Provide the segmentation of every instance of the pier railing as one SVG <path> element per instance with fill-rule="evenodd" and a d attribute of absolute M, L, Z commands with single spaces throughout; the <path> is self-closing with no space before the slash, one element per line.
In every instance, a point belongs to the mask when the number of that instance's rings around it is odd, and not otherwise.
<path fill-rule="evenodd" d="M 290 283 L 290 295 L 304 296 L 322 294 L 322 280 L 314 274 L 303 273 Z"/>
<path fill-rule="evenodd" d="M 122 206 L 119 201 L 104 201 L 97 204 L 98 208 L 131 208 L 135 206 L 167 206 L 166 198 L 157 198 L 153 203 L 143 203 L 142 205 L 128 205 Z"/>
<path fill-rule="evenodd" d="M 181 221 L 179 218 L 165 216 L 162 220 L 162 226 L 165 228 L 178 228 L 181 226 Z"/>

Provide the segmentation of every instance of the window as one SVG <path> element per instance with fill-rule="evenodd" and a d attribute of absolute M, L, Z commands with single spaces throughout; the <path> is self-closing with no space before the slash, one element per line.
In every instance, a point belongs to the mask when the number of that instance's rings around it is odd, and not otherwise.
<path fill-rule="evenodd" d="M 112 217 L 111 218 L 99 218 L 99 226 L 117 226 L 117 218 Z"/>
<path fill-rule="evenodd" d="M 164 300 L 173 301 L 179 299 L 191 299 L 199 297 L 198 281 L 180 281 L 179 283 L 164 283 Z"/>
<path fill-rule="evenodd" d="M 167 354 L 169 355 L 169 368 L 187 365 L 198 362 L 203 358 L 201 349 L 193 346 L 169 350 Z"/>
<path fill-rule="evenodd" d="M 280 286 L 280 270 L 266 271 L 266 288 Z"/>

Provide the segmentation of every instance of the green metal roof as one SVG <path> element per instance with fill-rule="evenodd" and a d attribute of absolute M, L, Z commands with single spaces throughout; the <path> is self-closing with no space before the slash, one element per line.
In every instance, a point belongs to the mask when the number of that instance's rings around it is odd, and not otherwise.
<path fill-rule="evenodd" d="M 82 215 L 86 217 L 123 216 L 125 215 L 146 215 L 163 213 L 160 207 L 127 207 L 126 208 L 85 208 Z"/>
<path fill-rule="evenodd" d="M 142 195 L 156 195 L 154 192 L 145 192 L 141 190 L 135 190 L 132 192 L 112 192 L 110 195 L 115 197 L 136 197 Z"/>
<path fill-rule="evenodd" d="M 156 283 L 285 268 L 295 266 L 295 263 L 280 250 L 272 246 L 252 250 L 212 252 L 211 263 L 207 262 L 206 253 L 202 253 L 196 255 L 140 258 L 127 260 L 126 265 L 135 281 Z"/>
##########
● Exercise directions
Reproduce all of the material above, swapping "pier railing" for "dock railing" and keeping everything else the same.

● Task solution
Provide the segmentation of every instance of the dock railing as one SVG <path> element per instance with fill-rule="evenodd" and a d attribute of absolute M, L, Z commands with single spaces throughout; the <path> is self-closing with no space before the slash, one element per line.
In every instance, a point belongs to the mask when the number of that instance's rings around it is odd, and not otherwise.
<path fill-rule="evenodd" d="M 290 283 L 290 295 L 304 296 L 322 294 L 322 280 L 314 274 L 303 273 Z"/>
<path fill-rule="evenodd" d="M 122 206 L 119 201 L 104 201 L 97 204 L 98 208 L 131 208 L 135 206 L 167 206 L 166 198 L 157 198 L 153 203 L 143 203 L 142 205 L 128 205 Z"/>
<path fill-rule="evenodd" d="M 181 221 L 179 218 L 165 216 L 162 220 L 162 226 L 165 228 L 178 228 L 181 226 Z"/>

Provide the segmentation of every instance of the window as one SVG <path> element per instance with fill-rule="evenodd" and a d attribute of absolute M, L, Z commands with single spaces throughout; the <path> is self-closing with no space before the slash, one element per line.
In every instance, a point belongs to the mask when the number of that instance's rings around it is odd, and not otherwise.
<path fill-rule="evenodd" d="M 112 217 L 111 218 L 99 218 L 99 226 L 117 226 L 117 218 Z"/>
<path fill-rule="evenodd" d="M 164 300 L 173 301 L 179 299 L 191 299 L 199 297 L 198 281 L 180 281 L 179 283 L 164 283 Z"/>
<path fill-rule="evenodd" d="M 167 354 L 169 355 L 169 368 L 187 365 L 198 362 L 203 358 L 201 349 L 193 346 L 169 350 Z"/>
<path fill-rule="evenodd" d="M 280 286 L 280 270 L 266 271 L 266 288 Z"/>

Provide the segmentation of every instance of the green metal roof as one SVG <path> element per instance with fill-rule="evenodd" and a d attribute of absolute M, L, Z commands with single spaces throughout; the <path> is self-closing with no space before the slash, one element per line.
In every instance, a point belongs to the mask when the number of that instance's rings around it is odd, and not otherwise.
<path fill-rule="evenodd" d="M 82 215 L 86 217 L 123 216 L 125 215 L 146 215 L 163 213 L 160 207 L 127 207 L 126 208 L 85 208 Z"/>
<path fill-rule="evenodd" d="M 142 195 L 156 195 L 154 192 L 145 192 L 141 190 L 135 190 L 132 192 L 112 192 L 110 195 L 115 197 L 136 197 Z"/>
<path fill-rule="evenodd" d="M 156 283 L 285 268 L 295 266 L 295 263 L 280 250 L 272 246 L 252 250 L 212 252 L 211 263 L 207 262 L 206 253 L 202 253 L 196 255 L 140 258 L 127 260 L 126 265 L 135 281 Z"/>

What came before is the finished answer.